#### Enunciado da tarefa
Extraia todas as linhas das entradas abaixo que contenham a palavra "locate". Considere a distinção entre maiúsculas e minúsculas.

#### Entradas do conjunto
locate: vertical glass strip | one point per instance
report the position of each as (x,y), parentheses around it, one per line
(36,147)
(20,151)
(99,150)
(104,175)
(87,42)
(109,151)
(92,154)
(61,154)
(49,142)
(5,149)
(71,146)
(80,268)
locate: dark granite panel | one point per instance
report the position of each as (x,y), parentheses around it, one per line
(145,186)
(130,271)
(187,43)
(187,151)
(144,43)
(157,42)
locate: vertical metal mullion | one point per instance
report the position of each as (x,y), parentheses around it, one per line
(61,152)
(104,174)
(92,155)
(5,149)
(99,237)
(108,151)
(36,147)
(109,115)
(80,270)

---

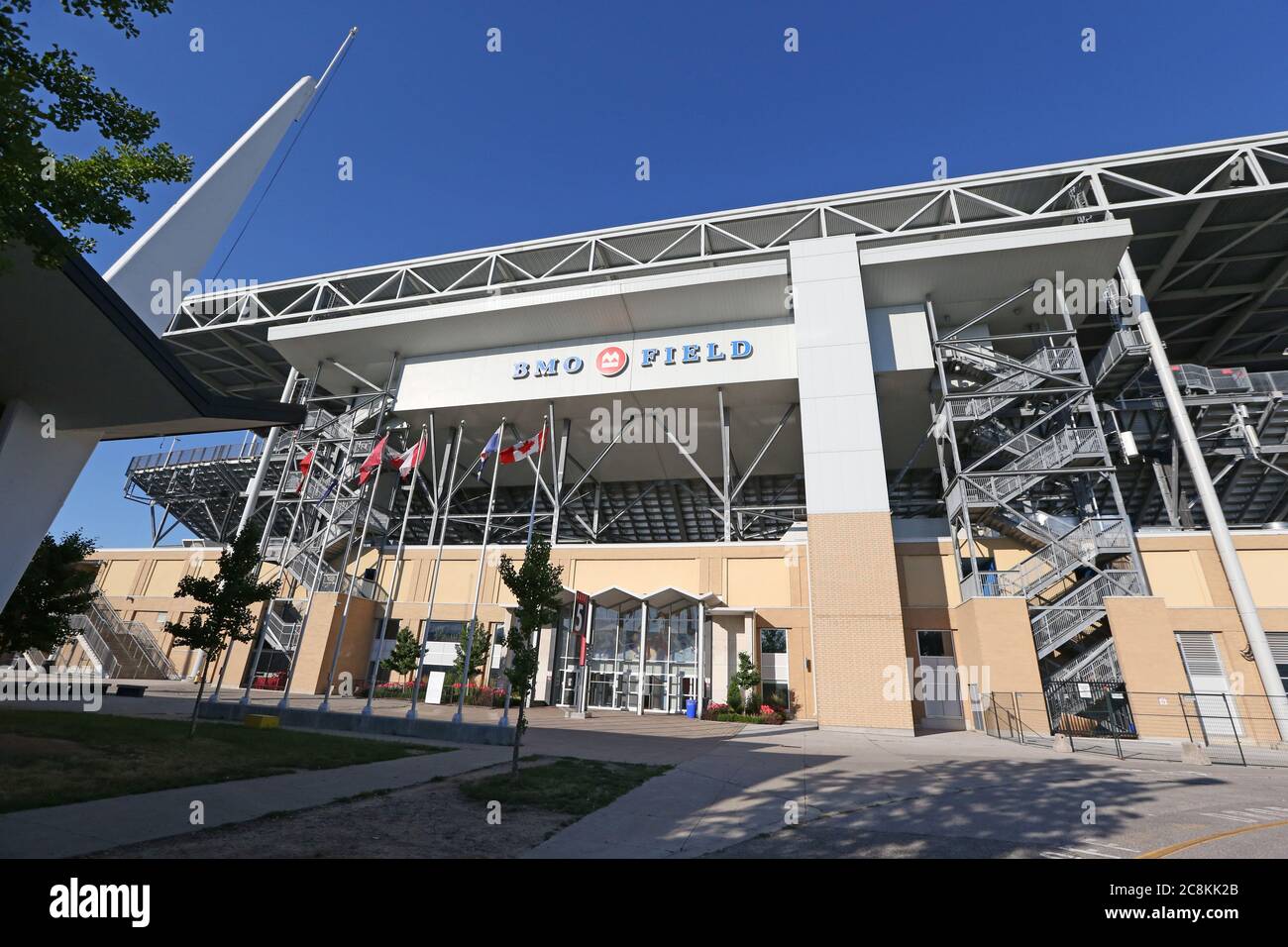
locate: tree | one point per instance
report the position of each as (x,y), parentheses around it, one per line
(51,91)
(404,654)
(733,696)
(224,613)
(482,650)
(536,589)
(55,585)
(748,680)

---

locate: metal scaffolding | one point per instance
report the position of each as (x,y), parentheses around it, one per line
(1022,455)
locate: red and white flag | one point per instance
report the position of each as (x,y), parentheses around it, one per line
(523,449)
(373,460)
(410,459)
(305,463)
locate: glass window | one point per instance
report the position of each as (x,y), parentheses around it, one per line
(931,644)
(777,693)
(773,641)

#### Resposta da tarefa
locate: vertical glass strip | one point per instance
locate: dark granite panel | one point per instance
locate: vertical metal mullion | one point per instance
locate: tree | one point per instance
locate: metal scaffolding | one point per instance
locate: red and white flag | one point per instance
locate: glass window | one point per instance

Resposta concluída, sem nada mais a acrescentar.